- What you are asked to do: Rewrite every one of the lines below, replacing "photograph" with "image" wherever it occurs and leaving all other wording unchanged.
## start Provided records
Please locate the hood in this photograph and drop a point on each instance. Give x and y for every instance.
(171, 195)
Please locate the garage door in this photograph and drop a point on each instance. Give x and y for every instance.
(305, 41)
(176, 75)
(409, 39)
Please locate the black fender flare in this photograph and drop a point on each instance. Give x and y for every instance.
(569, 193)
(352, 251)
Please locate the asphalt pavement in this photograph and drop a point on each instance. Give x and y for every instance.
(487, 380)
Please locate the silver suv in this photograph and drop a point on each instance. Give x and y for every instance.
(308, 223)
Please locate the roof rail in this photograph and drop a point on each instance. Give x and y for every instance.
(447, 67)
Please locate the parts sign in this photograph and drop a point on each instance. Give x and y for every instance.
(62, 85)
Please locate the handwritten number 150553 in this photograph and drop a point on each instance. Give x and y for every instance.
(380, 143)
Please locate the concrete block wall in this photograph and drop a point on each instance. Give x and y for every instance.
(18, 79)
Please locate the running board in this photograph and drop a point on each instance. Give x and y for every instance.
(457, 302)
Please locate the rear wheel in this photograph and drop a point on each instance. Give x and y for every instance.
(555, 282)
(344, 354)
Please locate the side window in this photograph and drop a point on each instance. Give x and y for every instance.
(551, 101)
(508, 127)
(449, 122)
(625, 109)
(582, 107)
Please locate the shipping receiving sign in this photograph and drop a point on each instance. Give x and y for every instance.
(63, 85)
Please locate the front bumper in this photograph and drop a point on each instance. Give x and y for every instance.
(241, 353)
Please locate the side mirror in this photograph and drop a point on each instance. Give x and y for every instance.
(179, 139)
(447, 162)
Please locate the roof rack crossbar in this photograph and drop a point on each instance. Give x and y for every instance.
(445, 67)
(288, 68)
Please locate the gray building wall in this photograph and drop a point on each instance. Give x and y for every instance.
## end Provided records
- Full response:
Please locate the hood in this image and drop a point on each instance. Give x and y for every instance.
(171, 195)
Please locate the garage door in this image and drop a point on each instance. Give x and y for every instance.
(305, 41)
(176, 75)
(409, 39)
Please locate the black fender flare in this image and drop a point on each instance. Give x and y for every instance.
(569, 193)
(352, 251)
Please locate the asphalt pavement in this image and drop a point on each instance. Give x and y for every instance.
(487, 380)
Please locate the silver suv in this image and drop a point on each instance. Give x and y for every instance.
(308, 223)
Please locate the roof rail in this image and drop a point on each instance. Give x and y for every instance.
(447, 67)
Please locate the parts sign in this image and drop a point on each instance. Give x and y for every instance.
(62, 85)
Please locate the handwritten number 150553 in this image and drop a point on each instance. Give x and y for every instance.
(380, 143)
Please locate the concrete block wall in this image and drop a point on each instance. Give x and y for every instance.
(18, 79)
Please locate the running board in this image and drop a point on each instance. Give x and y for every instance.
(457, 302)
Please locate the rear wheel in this image and drop a point on each instance. Give x and y for every instance.
(555, 282)
(344, 354)
Please locate the side window in this image and drop a point on each instance. Give x and y for every instance.
(551, 101)
(508, 127)
(449, 122)
(625, 109)
(582, 107)
Please locate the shipping receiving sign in this image and drop a point on each instance. Give x and y for every instance.
(63, 85)
Please locate the front bumper in this image and drop a point on each instance. Give x and y for every instance.
(241, 353)
Please locate the side mirror in this image and drop a point on each instance. Give x and y for every instance.
(179, 139)
(447, 162)
Please locate the roof rack crossbar in this image and drop a point on each instance. Give x and y for every instance.
(445, 67)
(288, 68)
Please locate the gray building wall in this image and drop a point on each instance. Give x and y for every instance.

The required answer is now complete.